[Set problem 1]: Could you repeat the Elwood dress lining text between "Although our Sewing" and "of the year.", inclusive, swapping "community" for "readers"?
[Set problem 2]: Do these statements agree with the Elwood dress lining text? Answer yes or no for each, quoting the words that decide it. (a) C wants to make the dress sleeveless. (b) C plans to wear the dress in the summer. (c) The Sewing Linings project series is still running.

[Selected passage]:
+++++

Elwood dress

ISSUE 183 - HOW TO DRAFT A LINING FOR THE ELWOOD DRESS

THE Q & A SERIES

HOW TO DRAFT A LINING FOR THE ELWOOD DRESS

Hi, 

Lining or not lining that is the question I ask myself since I bought the Elwood dress pattern. I want to make it sleeveless and I bought a wool linen with a geometric pattern.

Since I plan to wear it in the winter with tights or leggings, I think it would be more comfortable if I sewed a lining. Would you have any recommendations about how to do this?

Thank you very much. Bien amicalement,

C


Hi C,

Although our Sewing Linings project series (check it out in our Past Issue catalogue here) is over, I thought this was a great question to share with our community as we move into the more extreme seasons of the year. 

For those in the northern hemisphere like you, lining a garment is a great way to stay comfortable when using warmer fabrics like wool. For those in the southern hemisphere, you may be thinking of making a garment out of a lightweight or sheer fabric that needs a lining to give the garment a bit more weight or to make it opaque.

When it comes to drafting a lining for the Elwood dress the first thing you want to do is  remove as many of the panel lines as possible. This post covers why we remove panel lines from a pattern when creating a lining pattern. And, if you’re interested in learning more about removing panel lines, this post covers it in relation to our Acton dress and Attwood pants patterns.

+++++

[Extracted information]:
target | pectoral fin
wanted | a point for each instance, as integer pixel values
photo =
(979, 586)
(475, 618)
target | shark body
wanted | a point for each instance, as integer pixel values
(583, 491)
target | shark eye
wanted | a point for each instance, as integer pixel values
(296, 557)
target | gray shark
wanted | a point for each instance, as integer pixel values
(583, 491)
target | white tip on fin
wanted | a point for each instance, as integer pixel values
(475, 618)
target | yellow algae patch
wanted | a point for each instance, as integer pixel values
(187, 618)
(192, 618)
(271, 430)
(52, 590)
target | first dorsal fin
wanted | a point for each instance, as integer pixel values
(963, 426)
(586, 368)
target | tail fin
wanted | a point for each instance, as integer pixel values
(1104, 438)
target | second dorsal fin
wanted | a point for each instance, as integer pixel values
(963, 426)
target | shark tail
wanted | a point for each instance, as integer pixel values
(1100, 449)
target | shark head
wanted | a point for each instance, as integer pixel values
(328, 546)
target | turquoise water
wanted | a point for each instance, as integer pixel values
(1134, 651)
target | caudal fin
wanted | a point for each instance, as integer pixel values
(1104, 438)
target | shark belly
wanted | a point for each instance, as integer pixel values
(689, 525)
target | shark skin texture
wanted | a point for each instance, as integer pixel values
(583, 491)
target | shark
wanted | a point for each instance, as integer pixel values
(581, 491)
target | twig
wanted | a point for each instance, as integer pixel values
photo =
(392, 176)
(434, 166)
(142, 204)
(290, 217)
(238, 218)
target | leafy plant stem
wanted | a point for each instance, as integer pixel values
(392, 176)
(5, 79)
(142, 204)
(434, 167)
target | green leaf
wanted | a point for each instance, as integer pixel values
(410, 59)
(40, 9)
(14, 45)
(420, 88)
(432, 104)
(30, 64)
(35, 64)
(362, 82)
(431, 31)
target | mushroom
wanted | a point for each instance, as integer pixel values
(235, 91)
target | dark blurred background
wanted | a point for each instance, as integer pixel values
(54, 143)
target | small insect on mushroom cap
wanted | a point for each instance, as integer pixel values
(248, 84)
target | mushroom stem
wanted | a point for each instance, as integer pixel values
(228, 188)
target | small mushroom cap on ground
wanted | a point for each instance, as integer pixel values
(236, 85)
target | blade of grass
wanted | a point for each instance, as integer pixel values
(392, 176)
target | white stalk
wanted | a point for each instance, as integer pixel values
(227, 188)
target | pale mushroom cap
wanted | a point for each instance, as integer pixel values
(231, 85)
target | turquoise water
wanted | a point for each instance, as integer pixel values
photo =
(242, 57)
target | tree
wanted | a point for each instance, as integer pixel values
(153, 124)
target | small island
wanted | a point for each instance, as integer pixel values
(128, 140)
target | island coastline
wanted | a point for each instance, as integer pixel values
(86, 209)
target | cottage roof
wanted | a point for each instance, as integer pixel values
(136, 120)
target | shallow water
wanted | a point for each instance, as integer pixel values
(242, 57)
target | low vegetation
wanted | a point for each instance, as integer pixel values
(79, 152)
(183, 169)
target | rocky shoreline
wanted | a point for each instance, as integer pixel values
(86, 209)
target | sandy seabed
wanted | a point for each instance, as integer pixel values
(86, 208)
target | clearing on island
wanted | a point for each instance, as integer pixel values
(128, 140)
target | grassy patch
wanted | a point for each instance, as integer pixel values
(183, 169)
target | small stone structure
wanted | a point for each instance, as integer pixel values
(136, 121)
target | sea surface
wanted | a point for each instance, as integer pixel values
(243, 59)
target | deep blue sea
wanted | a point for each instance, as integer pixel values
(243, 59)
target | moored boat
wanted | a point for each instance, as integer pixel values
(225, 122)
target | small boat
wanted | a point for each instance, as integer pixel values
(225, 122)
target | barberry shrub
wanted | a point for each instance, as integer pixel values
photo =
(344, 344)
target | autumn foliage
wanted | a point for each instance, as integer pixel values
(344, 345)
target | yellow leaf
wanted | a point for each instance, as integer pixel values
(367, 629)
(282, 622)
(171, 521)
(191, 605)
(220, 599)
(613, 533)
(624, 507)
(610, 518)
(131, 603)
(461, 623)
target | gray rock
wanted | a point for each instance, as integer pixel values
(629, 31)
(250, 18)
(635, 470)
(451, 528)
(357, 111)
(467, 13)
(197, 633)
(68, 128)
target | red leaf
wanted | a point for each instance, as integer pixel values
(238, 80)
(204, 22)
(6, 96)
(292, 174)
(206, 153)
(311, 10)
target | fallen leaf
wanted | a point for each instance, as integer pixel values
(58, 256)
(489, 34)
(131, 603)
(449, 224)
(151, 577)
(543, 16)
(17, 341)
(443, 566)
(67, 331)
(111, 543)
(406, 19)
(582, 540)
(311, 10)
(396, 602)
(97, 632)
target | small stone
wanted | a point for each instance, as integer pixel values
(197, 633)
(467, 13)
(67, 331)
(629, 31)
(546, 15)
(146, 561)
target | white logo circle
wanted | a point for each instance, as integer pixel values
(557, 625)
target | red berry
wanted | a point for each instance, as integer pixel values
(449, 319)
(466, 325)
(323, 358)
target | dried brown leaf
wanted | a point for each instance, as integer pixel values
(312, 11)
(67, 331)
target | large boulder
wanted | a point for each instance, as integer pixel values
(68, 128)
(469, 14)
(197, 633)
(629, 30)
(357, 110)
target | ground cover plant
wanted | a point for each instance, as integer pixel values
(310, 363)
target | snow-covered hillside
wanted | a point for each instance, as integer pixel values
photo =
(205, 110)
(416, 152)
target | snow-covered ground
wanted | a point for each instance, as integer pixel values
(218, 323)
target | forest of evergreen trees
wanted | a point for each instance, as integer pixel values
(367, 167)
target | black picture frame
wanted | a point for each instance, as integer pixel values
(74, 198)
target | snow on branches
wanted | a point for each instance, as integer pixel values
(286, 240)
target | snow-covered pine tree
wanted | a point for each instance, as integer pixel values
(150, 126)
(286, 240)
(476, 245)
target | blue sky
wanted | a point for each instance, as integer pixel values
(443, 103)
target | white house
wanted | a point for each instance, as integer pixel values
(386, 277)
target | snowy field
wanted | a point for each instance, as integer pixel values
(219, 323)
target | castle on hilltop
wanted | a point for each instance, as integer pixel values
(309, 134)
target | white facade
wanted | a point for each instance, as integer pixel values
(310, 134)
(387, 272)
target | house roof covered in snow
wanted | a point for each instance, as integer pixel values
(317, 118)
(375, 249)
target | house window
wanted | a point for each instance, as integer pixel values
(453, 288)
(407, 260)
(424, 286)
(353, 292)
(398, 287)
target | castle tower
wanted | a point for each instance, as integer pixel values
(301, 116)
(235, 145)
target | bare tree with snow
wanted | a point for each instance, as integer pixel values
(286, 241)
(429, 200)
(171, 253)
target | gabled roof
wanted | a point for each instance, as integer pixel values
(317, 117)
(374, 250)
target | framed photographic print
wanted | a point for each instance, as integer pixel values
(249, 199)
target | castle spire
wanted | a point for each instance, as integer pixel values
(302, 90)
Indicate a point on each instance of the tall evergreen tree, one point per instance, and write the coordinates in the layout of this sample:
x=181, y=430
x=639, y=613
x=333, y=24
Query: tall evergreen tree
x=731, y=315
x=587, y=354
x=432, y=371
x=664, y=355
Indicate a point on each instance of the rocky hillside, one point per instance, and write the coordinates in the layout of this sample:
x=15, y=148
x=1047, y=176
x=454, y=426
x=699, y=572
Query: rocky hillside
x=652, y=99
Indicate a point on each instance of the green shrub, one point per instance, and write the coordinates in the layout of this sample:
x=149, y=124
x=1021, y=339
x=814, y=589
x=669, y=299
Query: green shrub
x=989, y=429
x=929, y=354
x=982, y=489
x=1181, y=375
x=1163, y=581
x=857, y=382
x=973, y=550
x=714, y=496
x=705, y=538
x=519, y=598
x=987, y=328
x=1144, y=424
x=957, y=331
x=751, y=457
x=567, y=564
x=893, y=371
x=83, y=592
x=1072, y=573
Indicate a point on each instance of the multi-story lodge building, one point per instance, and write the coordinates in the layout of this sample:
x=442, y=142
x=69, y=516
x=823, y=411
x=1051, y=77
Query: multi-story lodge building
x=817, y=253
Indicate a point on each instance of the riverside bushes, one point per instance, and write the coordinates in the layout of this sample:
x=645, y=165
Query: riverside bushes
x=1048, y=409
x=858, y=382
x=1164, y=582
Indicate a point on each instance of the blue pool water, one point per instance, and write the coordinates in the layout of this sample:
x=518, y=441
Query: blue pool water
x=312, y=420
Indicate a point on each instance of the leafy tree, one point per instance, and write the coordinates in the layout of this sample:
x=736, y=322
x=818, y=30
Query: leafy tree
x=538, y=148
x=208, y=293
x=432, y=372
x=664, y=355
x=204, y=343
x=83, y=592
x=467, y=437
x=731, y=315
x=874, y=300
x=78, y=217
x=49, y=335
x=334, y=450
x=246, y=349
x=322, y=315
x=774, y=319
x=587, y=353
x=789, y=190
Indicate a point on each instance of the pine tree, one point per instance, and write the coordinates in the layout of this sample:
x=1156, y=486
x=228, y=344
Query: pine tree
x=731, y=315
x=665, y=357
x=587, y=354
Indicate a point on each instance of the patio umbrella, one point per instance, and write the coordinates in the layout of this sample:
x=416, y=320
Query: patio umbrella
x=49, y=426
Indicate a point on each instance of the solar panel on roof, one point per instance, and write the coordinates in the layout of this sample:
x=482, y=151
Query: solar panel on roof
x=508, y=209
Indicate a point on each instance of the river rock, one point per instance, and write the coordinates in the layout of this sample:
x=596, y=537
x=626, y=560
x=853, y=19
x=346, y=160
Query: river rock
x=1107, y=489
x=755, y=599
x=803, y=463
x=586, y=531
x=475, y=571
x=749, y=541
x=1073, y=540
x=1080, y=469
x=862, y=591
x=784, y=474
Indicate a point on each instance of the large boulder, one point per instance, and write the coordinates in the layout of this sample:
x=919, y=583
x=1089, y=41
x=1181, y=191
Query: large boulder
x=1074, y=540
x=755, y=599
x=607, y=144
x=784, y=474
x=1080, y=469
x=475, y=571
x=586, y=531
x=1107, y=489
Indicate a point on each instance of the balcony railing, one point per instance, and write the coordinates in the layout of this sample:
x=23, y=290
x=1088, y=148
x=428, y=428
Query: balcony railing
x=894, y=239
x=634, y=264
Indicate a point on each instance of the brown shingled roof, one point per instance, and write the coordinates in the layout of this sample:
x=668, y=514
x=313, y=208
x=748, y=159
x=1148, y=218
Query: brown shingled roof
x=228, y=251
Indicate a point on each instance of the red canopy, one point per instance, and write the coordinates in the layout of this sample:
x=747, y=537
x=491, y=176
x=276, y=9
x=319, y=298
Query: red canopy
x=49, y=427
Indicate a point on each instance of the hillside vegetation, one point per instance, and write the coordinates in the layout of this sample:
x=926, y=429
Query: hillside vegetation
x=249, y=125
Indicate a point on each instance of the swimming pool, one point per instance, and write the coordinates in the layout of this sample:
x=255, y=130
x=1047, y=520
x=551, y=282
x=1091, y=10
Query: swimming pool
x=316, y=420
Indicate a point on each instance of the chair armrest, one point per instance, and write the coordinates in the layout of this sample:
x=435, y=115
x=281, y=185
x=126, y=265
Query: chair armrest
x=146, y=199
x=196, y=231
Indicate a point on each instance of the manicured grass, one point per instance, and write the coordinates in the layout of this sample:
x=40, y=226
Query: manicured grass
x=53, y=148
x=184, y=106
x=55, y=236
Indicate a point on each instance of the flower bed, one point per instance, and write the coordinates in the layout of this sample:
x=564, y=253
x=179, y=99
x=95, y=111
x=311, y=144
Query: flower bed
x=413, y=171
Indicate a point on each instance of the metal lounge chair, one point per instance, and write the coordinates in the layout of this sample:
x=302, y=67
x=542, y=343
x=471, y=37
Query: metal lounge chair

+++++

[Exercise output 1]:
Although our Sewing Linings project series (check it out in our Past Issue catalogue here) is over, I thought this was a great question to share with our readers as we move into the more extreme seasons of the year.

[Exercise output 2]:
(a) Yes: "I want to make it sleeveless"
(b) No: "Since I plan to wear it in the winter with tights or leggings"
(c) No: "our Sewing Linings project series (check it out in our Past Issue catalogue here) is over"